Data extracted from a collection
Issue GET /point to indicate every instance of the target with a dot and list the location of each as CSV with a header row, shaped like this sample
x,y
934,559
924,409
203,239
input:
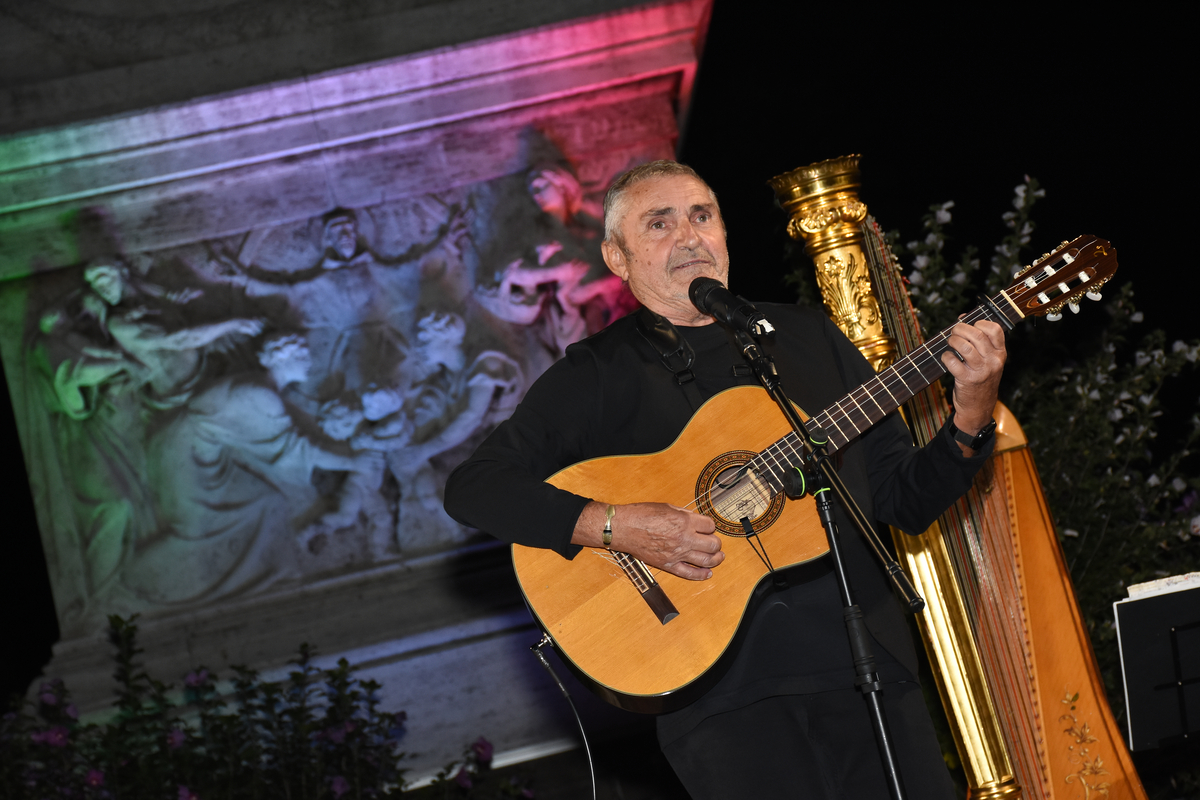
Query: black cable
x,y
537,650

TO DO.
Pictures stay out, and every line of the records is transcribed exactly.

ANSWER TO THE EXERCISE.
Issue GET /point to indicate every instance of the target with a dot and list the location of each as CSV with a header row, shaped like this sample
x,y
934,559
924,409
203,239
input:
Query: black cable
x,y
537,650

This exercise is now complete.